[Begin]

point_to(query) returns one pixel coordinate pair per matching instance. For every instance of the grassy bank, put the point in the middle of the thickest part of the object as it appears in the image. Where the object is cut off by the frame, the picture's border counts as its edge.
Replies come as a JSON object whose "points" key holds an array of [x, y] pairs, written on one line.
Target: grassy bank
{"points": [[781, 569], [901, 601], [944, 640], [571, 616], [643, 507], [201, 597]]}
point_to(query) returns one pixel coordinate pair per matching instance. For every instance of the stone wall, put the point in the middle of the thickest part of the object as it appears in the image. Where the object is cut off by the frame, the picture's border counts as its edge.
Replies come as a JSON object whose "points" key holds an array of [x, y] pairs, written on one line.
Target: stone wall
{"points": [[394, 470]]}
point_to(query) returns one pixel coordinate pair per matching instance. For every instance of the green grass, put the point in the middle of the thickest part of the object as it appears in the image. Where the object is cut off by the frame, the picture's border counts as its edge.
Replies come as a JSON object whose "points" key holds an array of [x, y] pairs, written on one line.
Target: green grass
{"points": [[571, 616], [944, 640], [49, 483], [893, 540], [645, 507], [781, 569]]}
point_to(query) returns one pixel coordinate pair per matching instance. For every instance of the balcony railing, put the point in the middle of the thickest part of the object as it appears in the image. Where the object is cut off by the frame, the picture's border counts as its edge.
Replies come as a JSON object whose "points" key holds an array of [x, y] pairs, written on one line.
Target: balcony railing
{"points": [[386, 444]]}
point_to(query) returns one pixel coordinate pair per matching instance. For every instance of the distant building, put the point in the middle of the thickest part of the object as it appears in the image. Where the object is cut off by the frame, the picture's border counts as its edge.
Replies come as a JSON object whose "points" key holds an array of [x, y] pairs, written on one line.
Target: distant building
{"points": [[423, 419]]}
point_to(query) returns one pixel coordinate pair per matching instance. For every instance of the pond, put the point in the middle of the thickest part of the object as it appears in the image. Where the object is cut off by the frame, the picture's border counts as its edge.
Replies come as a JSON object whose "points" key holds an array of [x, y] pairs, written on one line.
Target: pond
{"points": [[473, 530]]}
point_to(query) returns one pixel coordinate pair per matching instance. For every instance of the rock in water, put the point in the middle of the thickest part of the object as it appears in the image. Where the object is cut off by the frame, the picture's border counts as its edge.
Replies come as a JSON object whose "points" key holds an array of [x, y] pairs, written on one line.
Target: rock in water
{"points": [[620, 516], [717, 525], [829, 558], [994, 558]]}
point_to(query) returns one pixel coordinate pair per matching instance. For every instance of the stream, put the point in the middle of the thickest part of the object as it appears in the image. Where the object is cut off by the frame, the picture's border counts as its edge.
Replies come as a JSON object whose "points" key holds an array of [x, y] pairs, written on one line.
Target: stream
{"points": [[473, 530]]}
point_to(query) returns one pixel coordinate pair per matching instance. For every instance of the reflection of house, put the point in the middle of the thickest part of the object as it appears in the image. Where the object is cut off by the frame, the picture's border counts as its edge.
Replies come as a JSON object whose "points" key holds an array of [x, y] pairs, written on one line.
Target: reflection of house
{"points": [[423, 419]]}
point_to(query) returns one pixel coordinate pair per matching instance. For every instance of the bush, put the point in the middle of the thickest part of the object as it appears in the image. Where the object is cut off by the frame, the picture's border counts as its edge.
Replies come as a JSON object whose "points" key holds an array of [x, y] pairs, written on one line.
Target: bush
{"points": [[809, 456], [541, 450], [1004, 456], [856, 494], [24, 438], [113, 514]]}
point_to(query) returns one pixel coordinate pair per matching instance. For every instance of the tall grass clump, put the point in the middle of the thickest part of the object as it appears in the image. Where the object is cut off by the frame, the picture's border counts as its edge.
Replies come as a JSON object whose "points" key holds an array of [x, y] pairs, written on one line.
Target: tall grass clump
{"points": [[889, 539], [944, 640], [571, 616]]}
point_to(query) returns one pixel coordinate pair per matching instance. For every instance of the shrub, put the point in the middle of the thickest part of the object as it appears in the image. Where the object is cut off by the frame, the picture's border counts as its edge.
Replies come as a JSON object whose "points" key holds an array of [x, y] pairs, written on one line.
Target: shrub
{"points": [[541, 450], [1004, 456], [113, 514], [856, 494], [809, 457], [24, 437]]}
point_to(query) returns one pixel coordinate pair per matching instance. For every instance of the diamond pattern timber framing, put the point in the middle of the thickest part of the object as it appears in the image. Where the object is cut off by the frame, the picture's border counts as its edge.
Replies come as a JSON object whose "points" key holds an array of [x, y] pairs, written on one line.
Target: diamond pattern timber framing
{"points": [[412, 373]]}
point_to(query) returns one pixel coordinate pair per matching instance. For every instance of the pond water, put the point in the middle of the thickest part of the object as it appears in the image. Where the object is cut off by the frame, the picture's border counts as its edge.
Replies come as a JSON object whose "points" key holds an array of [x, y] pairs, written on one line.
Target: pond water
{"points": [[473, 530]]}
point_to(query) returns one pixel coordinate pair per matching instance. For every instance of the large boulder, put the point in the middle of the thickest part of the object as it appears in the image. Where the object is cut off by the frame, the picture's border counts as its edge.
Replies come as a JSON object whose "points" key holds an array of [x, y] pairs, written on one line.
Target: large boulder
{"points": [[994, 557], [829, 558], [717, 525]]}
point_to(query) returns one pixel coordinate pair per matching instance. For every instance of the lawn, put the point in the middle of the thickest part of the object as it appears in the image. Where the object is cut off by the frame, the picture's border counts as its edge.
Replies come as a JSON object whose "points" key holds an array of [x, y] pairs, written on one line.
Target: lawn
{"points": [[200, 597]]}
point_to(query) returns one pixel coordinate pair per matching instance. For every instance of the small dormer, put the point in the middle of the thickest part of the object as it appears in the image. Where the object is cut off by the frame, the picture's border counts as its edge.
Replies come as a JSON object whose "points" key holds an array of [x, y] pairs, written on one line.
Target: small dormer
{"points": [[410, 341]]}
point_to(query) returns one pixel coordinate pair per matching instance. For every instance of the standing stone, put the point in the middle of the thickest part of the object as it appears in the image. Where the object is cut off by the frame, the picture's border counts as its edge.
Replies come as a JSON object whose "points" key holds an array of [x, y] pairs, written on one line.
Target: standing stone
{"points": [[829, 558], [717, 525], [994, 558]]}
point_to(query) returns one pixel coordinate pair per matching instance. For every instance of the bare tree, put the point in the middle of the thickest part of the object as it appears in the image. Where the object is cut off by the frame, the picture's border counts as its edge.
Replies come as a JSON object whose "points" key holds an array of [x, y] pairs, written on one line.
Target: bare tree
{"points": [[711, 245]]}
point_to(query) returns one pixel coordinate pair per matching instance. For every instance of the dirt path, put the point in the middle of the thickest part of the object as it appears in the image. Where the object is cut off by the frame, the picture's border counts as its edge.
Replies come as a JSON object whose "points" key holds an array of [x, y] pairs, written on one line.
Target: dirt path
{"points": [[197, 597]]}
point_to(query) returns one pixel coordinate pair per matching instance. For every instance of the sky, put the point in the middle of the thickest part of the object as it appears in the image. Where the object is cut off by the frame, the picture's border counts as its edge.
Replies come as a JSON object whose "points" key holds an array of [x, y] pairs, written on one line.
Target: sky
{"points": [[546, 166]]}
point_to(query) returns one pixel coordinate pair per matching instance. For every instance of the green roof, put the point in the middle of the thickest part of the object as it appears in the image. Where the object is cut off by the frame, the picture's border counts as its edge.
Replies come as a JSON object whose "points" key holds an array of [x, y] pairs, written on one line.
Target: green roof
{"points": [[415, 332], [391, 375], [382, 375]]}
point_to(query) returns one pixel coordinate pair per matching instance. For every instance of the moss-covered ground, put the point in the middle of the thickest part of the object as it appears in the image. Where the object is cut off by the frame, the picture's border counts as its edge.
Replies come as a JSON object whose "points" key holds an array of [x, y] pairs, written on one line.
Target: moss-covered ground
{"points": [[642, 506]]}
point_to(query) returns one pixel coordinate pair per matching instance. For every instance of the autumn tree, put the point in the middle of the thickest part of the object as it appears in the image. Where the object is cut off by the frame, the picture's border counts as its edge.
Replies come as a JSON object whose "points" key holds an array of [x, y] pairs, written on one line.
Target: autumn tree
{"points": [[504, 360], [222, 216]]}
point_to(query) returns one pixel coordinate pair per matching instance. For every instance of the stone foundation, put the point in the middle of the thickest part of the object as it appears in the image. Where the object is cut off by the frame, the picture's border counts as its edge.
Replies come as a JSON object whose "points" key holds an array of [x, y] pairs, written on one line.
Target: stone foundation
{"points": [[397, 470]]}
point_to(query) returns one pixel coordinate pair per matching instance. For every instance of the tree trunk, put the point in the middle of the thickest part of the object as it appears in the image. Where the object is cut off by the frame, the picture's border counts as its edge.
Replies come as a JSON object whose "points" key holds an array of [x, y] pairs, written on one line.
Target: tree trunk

[End]

### Exercise task:
Reproduce exactly, with nothing added, the lines from the one that contains "stone foundation, put" to the end of the data.

### Worked solution:
point_to(query) returns one pixel coordinate pair per matching instance. For every instance of the stone foundation, put the point in the middle of the thickest part of the object as it appears in the image. Where the object is cut off by the frame, the picture's border counts as its edge.
Replies come as a JSON object whose "points" key holds an array of [x, y] pairs, written on one line.
Target: stone foundation
{"points": [[397, 470]]}
point_to(query) returns one pixel coordinate pair per matching instance. For every instance of the tree trunk, put the point in the middle of the thickest part of the object as it appears in the image. Where the object is cut off by the frame, the picture's border counts as its edge.
Replies come as a JSON object whose "points" key holds an array of [x, y] pairs, written on one line.
Target: tree trunk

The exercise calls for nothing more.